## Your goal
Convert the lines below into a numbered list, omitting blank lines and leaving out the pictures. Include every line from the first to the last.

## Raw records
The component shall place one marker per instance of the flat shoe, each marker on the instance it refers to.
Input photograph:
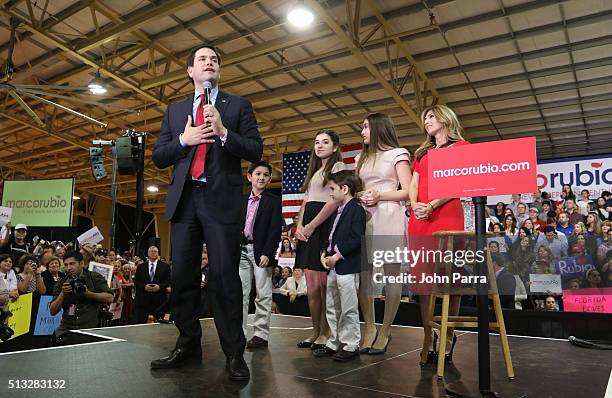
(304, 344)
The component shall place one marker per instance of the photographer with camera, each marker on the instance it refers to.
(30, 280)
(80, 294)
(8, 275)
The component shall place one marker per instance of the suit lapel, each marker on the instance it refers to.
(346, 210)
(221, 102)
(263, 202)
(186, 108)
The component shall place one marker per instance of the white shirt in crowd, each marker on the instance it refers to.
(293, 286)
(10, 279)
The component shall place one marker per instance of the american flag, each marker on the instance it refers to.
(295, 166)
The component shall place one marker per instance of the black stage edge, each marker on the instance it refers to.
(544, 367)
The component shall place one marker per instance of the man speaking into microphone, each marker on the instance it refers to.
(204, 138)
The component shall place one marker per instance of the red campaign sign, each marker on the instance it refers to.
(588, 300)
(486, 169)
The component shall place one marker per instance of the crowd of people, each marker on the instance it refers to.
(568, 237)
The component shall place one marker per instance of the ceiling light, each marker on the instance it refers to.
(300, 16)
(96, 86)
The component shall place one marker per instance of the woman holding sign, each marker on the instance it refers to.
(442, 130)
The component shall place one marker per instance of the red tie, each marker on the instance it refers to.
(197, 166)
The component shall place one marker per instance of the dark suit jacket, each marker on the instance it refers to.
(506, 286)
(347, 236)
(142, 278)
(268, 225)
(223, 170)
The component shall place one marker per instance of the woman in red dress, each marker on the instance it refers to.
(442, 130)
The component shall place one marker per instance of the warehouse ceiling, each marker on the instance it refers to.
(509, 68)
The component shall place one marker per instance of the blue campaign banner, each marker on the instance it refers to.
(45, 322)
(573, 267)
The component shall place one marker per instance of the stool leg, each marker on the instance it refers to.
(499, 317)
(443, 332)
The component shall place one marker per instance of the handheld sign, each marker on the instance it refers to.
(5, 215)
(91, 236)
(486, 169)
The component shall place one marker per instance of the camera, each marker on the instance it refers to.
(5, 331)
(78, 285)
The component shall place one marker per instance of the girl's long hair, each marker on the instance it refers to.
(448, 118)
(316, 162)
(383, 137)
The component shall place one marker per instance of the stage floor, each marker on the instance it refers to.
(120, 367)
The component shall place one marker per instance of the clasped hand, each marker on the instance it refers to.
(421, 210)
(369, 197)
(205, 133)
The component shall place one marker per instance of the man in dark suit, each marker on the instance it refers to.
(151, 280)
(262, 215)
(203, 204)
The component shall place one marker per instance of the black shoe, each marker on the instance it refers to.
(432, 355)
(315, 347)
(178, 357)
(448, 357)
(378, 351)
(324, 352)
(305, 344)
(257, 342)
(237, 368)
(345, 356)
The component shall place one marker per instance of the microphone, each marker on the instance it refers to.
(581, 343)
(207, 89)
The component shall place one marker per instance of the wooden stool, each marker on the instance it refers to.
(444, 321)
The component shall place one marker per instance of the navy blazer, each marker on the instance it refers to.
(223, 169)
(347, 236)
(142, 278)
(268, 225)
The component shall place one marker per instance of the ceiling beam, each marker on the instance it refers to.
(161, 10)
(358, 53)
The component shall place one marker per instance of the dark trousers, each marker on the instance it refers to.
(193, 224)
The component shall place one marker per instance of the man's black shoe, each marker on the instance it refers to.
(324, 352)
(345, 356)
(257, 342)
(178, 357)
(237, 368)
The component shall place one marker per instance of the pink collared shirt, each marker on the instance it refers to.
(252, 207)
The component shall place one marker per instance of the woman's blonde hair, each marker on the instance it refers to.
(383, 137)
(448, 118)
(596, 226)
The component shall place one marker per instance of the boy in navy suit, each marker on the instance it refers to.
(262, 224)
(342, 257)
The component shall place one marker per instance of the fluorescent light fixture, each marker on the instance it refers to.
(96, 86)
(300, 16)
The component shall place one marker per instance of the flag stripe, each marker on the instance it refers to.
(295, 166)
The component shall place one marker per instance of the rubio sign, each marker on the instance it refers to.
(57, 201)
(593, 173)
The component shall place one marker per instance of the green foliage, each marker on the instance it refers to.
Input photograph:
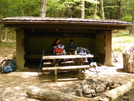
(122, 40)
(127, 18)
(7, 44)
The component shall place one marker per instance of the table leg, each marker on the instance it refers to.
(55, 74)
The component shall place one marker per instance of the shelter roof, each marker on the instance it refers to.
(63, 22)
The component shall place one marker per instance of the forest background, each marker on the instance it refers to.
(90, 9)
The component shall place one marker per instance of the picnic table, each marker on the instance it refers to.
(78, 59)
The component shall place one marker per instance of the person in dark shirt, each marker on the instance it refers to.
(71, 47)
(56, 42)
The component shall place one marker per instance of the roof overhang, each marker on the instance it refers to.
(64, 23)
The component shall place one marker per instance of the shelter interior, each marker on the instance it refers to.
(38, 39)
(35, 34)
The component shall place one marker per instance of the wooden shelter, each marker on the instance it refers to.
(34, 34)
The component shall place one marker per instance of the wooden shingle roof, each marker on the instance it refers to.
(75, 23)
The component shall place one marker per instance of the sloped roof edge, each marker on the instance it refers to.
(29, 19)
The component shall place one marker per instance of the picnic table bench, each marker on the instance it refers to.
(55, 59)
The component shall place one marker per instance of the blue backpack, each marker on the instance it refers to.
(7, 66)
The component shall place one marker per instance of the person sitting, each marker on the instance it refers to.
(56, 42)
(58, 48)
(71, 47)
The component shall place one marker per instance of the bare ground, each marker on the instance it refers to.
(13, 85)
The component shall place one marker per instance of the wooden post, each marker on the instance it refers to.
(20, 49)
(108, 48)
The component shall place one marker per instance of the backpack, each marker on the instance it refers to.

## Solved exercise
1. The component shall place one marker per instance of the flat shoe, each marker on the instance it refers to.
2. Input photograph:
3. (304, 344)
4. The component shall place one marker per instance of the photographer with camera, each marker on the instance it refers to.
5. (30, 280)
6. (80, 294)
7. (8, 275)
8. The component shall place one marker per instance of the suit lapel, each marker on the instance it refers to.
9. (346, 210)
10. (221, 102)
11. (263, 202)
12. (186, 108)
13. The component shall place one marker per instance of the white shirt in crowd, each marker on the instance it refers to.
14. (293, 286)
15. (10, 279)
16. The component shall place one marker per instance of the american flag, each marker on the instance it refers to.
17. (295, 166)
18. The component shall place one marker per instance of the black stage edge, each marker on the instance it refers to.
19. (544, 367)
20. The component shall place one marker per instance of the man speaking into microphone, each marker on the instance it refers to.
21. (204, 138)
22. The component shall place one marker per instance of the red campaign sign, each marker on the instance it refers to.
23. (588, 300)
24. (486, 169)
25. The component shall place one marker per instance of the crowd of people, each marker on the instance it refers to.
26. (568, 237)
27. The component shall place one marker per instance of the ceiling light, each marker on the instance it refers to.
28. (300, 16)
29. (96, 86)
30. The component shall place one marker per instance of the woman holding sign, each marker on the instance it refers to.
31. (442, 130)
32. The component shall place one marker per instance of the red tie, each marker on the instance it refers to.
33. (197, 166)
34. The component shall place one marker per instance of the dark suit jacket, each marker on the instance it refers to.
35. (506, 286)
36. (347, 236)
37. (142, 278)
38. (268, 225)
39. (223, 170)
40. The component shall place one marker per instance of the woman in red dress, each marker on the instance it refers to.
41. (442, 130)
42. The component shall place one marker per instance of the warehouse ceiling, each marker on the instance it refers to.
43. (509, 68)
44. The component shall place one marker per instance of the blue campaign banner, each marker on the instance it refers to.
45. (45, 322)
46. (573, 267)
47. The component shall place one marker per instance of the stool leg, each marker on the instance it refers to.
48. (499, 317)
49. (443, 332)
50. The component shall place one marker per instance of the handheld sign, each marker on the instance it refers to.
51. (5, 215)
52. (91, 236)
53. (486, 169)
54. The component shall place one marker per instance of the camera, each marker on the instance it refers to.
55. (5, 331)
56. (78, 285)
57. The component shall place one marker per instance of the girl's long hair, each marker on the instance it refers to.
58. (448, 118)
59. (316, 162)
60. (383, 137)
61. The component shall place one marker per instance of the stage floor, each marker on the instance it refers to.
62. (120, 367)
63. The component shall place one marker per instance of the clasped hand, each marker on the instance it refers to.
64. (421, 210)
65. (369, 197)
66. (205, 133)
67. The component shall place one marker per instance of the man in dark suit, each marker on the instance it refers to.
68. (151, 280)
69. (262, 215)
70. (203, 204)
71. The component shall place one marker per instance of the black shoe, each marker on the instance it refers to.
72. (432, 355)
73. (315, 347)
74. (178, 357)
75. (448, 357)
76. (378, 351)
77. (324, 352)
78. (305, 344)
79. (257, 342)
80. (237, 368)
81. (345, 356)
82. The component shall place one marker per instance of the microphone, each marker on the instance it refers to.
83. (581, 343)
84. (207, 89)
85. The component shall place one marker per instance of the wooden stool, each marker on the instance it refers to.
86. (444, 321)
87. The component shall place one marker per instance of the navy blazer, each marker on the instance it refers to.
88. (223, 169)
89. (347, 236)
90. (142, 278)
91. (268, 225)
92. The component shall place one marker per instance of the ceiling beam, each marker on the instance it refers to.
93. (161, 10)
94. (358, 53)
95. The component shall place one marker per instance of the dark trousers, each marker on the instance it refers to.
96. (193, 224)
97. The component shall place one marker per instance of the man's black shoe, each marker on the instance it refers to.
98. (324, 352)
99. (345, 356)
100. (257, 342)
101. (178, 357)
102. (237, 368)
103. The component shall place one marker per instance of the pink collared shirt, each marker on the instance it refers to.
104. (252, 207)
105. The component shall place one marker per instance of the woman's blonde hair, each marker on the instance it refers to.
106. (383, 137)
107. (448, 118)
108. (596, 226)
109. The component shall place one marker per instance of the boy in navy suit, each marker on the instance it refers to.
110. (262, 224)
111. (342, 257)
112. The component shall place one marker per instance of the fluorescent light fixture, each marker on the instance it refers to.
113. (96, 86)
114. (300, 16)
115. The component shall place one marker per instance of the flag stripe, each marker on the instance it refers to.
116. (295, 166)
117. The component shall place one marker per instance of the rubio sign, each marker on the instance it refers to.
118. (57, 201)
119. (593, 173)
120. The component shall place one marker per instance of the green foliage, each marker on the instance it refers to.
121. Input photograph:
122. (122, 40)
123. (127, 18)
124. (7, 44)
125. The component shall place one marker per instance of the table leg, each marker on the instance it refers to.
126. (55, 74)
127. The component shall place one marker per instance of the shelter roof, each marker on the instance it refers to.
128. (63, 22)
129. The component shall place one marker per instance of the forest background, each marker on the instance it refers to.
130. (90, 9)
131. The component shall place one marker per instance of the picnic table, each marker on the instance it refers to.
132. (78, 59)
133. The component shall place one marker per instance of the person in dark shirt, each marker on the instance it refers to.
134. (71, 47)
135. (56, 42)
136. The component shall place one marker per instance of the roof overhang, each marker on the instance it refers to.
137. (64, 23)
138. The component shall place one marker per instance of the shelter interior, each marker on the instance it refers to.
139. (38, 39)
140. (35, 34)
141. The component shall place one marker per instance of the wooden shelter, each marker on the instance it refers to.
142. (34, 34)
143. The component shall place one marker per instance of the wooden shingle roof, each marker on the instance it refers to.
144. (75, 23)
145. The component shall place one marker per instance of the sloped roof edge, each marker on the instance it refers to.
146. (29, 19)
147. The component shall place one marker per instance of the picnic table bench, each marker on the instance it refers to.
148. (55, 59)
149. The component shall place one marker per instance of the blue backpack, each marker on the instance it refers to.
150. (7, 66)
151. The component shall place one marker per instance of the person sitting, each marker on the instance it refers to.
152. (56, 42)
153. (58, 48)
154. (71, 47)
155. The component shall place one marker per instance of the bare ground, each marker on the instance it refers to.
156. (13, 85)
157. The component shall place one marker per instance of the wooden post, each marker on the instance it refers to.
158. (20, 49)
159. (108, 48)
160. The component shall place one marker per instance of the backpack, each marker on the instance it refers to.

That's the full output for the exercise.